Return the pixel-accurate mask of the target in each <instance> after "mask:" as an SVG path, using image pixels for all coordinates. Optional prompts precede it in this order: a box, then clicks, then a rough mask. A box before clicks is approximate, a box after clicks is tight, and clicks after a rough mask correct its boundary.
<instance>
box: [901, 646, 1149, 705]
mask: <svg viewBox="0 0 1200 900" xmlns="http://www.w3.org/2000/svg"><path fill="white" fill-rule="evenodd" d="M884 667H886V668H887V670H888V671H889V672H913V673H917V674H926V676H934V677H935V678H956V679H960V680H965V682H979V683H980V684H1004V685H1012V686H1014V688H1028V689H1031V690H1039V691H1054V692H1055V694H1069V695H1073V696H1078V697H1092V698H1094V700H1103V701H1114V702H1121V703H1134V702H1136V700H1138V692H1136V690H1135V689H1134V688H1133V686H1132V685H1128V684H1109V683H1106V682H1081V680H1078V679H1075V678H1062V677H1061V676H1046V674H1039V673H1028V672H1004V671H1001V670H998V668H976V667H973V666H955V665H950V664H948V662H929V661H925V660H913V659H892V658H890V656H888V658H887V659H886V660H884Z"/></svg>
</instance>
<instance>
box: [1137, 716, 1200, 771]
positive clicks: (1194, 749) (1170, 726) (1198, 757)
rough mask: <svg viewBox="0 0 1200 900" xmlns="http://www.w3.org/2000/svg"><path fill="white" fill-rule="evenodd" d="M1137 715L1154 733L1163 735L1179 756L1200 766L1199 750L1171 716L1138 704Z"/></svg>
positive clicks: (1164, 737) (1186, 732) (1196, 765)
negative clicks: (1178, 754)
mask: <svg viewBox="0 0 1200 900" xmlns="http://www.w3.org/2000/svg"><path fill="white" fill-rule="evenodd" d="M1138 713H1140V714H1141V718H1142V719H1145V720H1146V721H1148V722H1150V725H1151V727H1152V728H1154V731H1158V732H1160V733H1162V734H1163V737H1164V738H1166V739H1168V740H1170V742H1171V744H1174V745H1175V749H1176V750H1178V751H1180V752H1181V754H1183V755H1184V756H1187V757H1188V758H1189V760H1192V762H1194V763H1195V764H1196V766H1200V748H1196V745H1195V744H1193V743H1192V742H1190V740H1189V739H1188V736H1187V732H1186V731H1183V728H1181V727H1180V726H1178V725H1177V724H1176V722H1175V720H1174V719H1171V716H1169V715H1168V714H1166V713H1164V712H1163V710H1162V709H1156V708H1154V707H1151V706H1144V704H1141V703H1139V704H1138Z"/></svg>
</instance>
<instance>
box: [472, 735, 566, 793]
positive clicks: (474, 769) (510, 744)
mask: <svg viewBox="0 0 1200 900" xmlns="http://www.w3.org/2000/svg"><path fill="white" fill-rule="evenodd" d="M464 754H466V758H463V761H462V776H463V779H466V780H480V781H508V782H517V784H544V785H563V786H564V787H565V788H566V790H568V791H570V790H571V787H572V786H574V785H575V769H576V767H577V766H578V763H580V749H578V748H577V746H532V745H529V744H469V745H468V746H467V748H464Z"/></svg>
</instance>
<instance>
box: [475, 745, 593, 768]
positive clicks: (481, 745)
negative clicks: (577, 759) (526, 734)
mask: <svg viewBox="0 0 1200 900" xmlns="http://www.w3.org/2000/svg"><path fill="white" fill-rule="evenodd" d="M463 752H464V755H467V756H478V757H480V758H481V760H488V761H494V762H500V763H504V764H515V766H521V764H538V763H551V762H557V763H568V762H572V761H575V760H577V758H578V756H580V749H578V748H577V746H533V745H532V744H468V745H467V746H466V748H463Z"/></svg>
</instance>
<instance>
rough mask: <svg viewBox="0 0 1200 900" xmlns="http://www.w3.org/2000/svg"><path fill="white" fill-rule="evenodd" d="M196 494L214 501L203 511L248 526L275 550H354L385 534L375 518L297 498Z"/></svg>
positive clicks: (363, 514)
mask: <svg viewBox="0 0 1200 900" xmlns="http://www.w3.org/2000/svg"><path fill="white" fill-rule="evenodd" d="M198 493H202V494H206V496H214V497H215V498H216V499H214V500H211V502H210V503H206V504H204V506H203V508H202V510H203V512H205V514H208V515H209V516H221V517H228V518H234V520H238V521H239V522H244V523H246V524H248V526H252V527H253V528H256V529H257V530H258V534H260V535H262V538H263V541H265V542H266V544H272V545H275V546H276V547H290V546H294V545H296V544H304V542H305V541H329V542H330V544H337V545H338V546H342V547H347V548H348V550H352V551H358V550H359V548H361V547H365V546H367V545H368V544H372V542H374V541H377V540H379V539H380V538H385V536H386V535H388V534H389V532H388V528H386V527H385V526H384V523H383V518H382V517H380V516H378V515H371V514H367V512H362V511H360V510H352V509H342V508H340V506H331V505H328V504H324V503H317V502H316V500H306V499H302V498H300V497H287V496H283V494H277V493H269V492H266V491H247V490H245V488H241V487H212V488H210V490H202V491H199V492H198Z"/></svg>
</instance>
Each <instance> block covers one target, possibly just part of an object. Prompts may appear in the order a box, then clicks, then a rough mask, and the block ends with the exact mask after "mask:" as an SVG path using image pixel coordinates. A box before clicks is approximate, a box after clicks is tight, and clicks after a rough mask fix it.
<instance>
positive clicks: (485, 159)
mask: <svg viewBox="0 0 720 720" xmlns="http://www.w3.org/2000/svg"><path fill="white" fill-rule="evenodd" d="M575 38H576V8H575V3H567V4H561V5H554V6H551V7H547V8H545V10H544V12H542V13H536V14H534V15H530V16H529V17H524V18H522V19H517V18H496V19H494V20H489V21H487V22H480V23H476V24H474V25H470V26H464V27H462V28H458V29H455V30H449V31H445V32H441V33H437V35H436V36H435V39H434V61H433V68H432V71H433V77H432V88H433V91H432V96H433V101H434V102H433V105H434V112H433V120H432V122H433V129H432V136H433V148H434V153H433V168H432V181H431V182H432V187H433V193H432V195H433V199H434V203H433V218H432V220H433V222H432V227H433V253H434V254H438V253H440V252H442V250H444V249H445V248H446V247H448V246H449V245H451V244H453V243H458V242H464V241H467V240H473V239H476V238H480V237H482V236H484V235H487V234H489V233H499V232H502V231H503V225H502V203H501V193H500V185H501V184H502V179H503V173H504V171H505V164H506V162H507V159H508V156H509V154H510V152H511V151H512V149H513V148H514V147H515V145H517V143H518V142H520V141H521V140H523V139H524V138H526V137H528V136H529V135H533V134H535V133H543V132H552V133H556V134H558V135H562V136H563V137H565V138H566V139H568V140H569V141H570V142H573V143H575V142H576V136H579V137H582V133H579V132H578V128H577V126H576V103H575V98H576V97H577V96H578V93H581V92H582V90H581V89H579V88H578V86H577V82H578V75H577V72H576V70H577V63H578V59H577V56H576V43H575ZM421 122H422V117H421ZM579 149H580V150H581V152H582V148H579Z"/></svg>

━━━━━━━━━━━━━━━━

Convierte todas las filas de arriba en una lista JSON de cadenas, con una cadena por cada línea y sin las líneas en blanco.

RESULTADO A CONTINUACIÓN >>
[
  "Return the pixel-accurate mask of the target in each <instance> after \"mask:\" as an SVG path, using image pixels for all coordinates. Optional prompts precede it in this order: a box, then clicks, then a rough mask. A box before clicks is approximate, a box after clicks is tight, and clicks after a rough mask correct its boundary.",
  "<instance>",
  "box: [901, 646, 1149, 705]",
  "mask: <svg viewBox=\"0 0 1200 900\" xmlns=\"http://www.w3.org/2000/svg\"><path fill=\"white\" fill-rule=\"evenodd\" d=\"M884 667H886V668H887V670H888V671H889V672H913V673H917V674H926V676H934V677H935V678H956V679H960V680H965V682H979V683H980V684H1004V685H1012V686H1014V688H1028V689H1031V690H1039V691H1054V692H1055V694H1069V695H1073V696H1078V697H1092V698H1094V700H1103V701H1114V702H1121V703H1134V702H1136V700H1138V692H1136V690H1135V689H1134V688H1133V686H1132V685H1128V684H1109V683H1106V682H1081V680H1078V679H1075V678H1062V677H1061V676H1046V674H1039V673H1028V672H1004V671H1001V670H998V668H976V667H973V666H955V665H950V664H948V662H929V661H925V660H913V659H892V658H890V656H888V658H887V659H886V660H884Z\"/></svg>",
  "</instance>",
  "<instance>",
  "box: [1137, 716, 1200, 771]",
  "positive clicks: (1194, 749) (1170, 726) (1198, 757)",
  "rough mask: <svg viewBox=\"0 0 1200 900\" xmlns=\"http://www.w3.org/2000/svg\"><path fill=\"white\" fill-rule=\"evenodd\" d=\"M1137 715L1154 733L1163 735L1179 756L1200 766L1199 750L1171 716L1138 704Z\"/></svg>",
  "positive clicks: (1164, 737) (1186, 732) (1196, 765)",
  "negative clicks: (1178, 754)",
  "mask: <svg viewBox=\"0 0 1200 900\" xmlns=\"http://www.w3.org/2000/svg\"><path fill=\"white\" fill-rule=\"evenodd\" d=\"M1138 713H1140V714H1141V718H1142V719H1145V720H1146V721H1148V722H1150V725H1151V727H1152V728H1154V731H1158V732H1160V733H1162V734H1163V737H1164V738H1166V739H1168V740H1170V742H1171V744H1174V745H1175V749H1176V750H1178V751H1180V752H1181V754H1183V755H1184V756H1187V757H1188V758H1189V760H1192V762H1194V763H1195V764H1196V766H1200V748H1196V745H1195V744H1193V743H1192V742H1190V740H1189V739H1188V736H1187V732H1186V731H1183V728H1181V727H1180V726H1178V725H1177V724H1176V722H1175V720H1174V719H1171V716H1169V715H1168V714H1166V713H1164V712H1163V710H1162V709H1156V708H1154V707H1151V706H1144V704H1141V703H1139V704H1138Z\"/></svg>",
  "</instance>",
  "<instance>",
  "box: [472, 735, 566, 793]",
  "positive clicks: (474, 769) (510, 744)",
  "mask: <svg viewBox=\"0 0 1200 900\" xmlns=\"http://www.w3.org/2000/svg\"><path fill=\"white\" fill-rule=\"evenodd\" d=\"M464 754H466V758H463V761H462V776H463V779H466V780H480V781H508V782H517V784H544V785H563V786H564V787H565V788H566V790H568V791H570V790H571V787H572V786H574V785H575V769H576V767H577V766H578V763H580V749H578V748H577V746H532V745H529V744H469V745H468V746H467V748H464Z\"/></svg>",
  "</instance>",
  "<instance>",
  "box: [475, 745, 593, 768]",
  "positive clicks: (481, 745)",
  "negative clicks: (577, 759) (526, 734)",
  "mask: <svg viewBox=\"0 0 1200 900\" xmlns=\"http://www.w3.org/2000/svg\"><path fill=\"white\" fill-rule=\"evenodd\" d=\"M463 752H464V755H467V756H478V757H480V758H481V760H488V761H494V762H500V763H504V764H515V766H521V764H538V763H551V762H557V763H568V762H572V761H575V760H577V758H578V756H580V749H578V748H577V746H533V745H532V744H468V745H467V746H466V748H463Z\"/></svg>",
  "</instance>",
  "<instance>",
  "rough mask: <svg viewBox=\"0 0 1200 900\" xmlns=\"http://www.w3.org/2000/svg\"><path fill=\"white\" fill-rule=\"evenodd\" d=\"M196 494L214 501L203 511L248 526L275 550H354L385 534L375 518L297 498Z\"/></svg>",
  "positive clicks: (363, 514)",
  "mask: <svg viewBox=\"0 0 1200 900\" xmlns=\"http://www.w3.org/2000/svg\"><path fill=\"white\" fill-rule=\"evenodd\" d=\"M198 493H202V494H206V496H214V497H215V498H216V499H214V500H211V502H210V503H206V504H204V506H203V508H202V510H203V512H205V514H208V515H209V516H221V517H228V518H234V520H238V521H239V522H244V523H246V524H248V526H252V527H253V528H256V529H257V530H258V534H260V535H262V538H263V541H265V542H266V544H272V545H275V546H276V547H290V546H294V545H296V544H304V542H305V541H329V542H330V544H337V545H338V546H342V547H347V548H348V550H352V551H358V550H359V548H361V547H365V546H367V545H368V544H372V542H374V541H377V540H379V539H380V538H385V536H386V535H388V534H389V532H388V528H386V527H385V526H384V523H383V518H382V517H380V516H378V515H371V514H367V512H362V511H360V510H352V509H342V508H340V506H331V505H328V504H324V503H317V502H316V500H306V499H302V498H300V497H287V496H283V494H277V493H269V492H266V491H247V490H245V488H241V487H212V488H210V490H202V491H199V492H198Z\"/></svg>",
  "</instance>",
  "Each <instance> block covers one target, possibly just part of an object. Prompts may appear in the order a box, then clicks, then a rough mask, and the block ends with the exact mask after \"mask:\" as an SVG path using image pixel coordinates. A box before clicks is approximate, a box after clicks is tight, and clicks after a rough mask fix it.",
  "<instance>",
  "positive clicks: (485, 159)",
  "mask: <svg viewBox=\"0 0 720 720\" xmlns=\"http://www.w3.org/2000/svg\"><path fill=\"white\" fill-rule=\"evenodd\" d=\"M575 38H576V8H575V3H567V4H561V5H554V6H551V7H547V8H545V10H544V12H542V13H536V14H534V15H530V16H529V17H524V18H522V19H517V18H496V19H494V20H489V21H487V22H480V23H476V24H474V25H470V26H464V27H462V28H458V29H455V30H449V31H445V32H441V33H437V35H436V36H435V39H434V61H433V68H432V71H433V77H432V88H433V91H432V96H433V101H434V102H433V105H434V112H433V120H432V122H433V129H432V136H433V148H434V153H433V168H432V181H431V182H432V187H433V193H432V195H433V199H434V203H433V218H432V220H433V222H432V227H433V253H434V254H438V253H440V252H442V250H444V249H445V248H446V247H448V246H449V245H451V244H453V243H458V242H464V241H467V240H473V239H476V238H480V237H482V236H484V235H487V234H489V233H499V232H502V231H503V225H502V203H501V193H500V185H501V184H502V179H503V173H504V171H505V164H506V162H507V159H508V156H509V154H510V152H511V151H512V149H513V148H514V147H515V145H517V143H518V142H520V141H521V140H523V139H524V138H526V137H528V136H529V135H533V134H535V133H543V132H552V133H556V134H558V135H562V136H563V137H565V138H566V139H568V140H569V141H570V142H573V143H575V142H576V136H579V137H582V133H579V132H578V128H577V126H576V103H575V98H576V97H577V96H578V93H581V92H582V90H581V89H579V88H578V86H577V82H578V75H577V72H576V70H577V63H578V59H577V56H576V43H575ZM421 122H422V117H421ZM579 149H580V150H581V152H582V148H579Z\"/></svg>"
]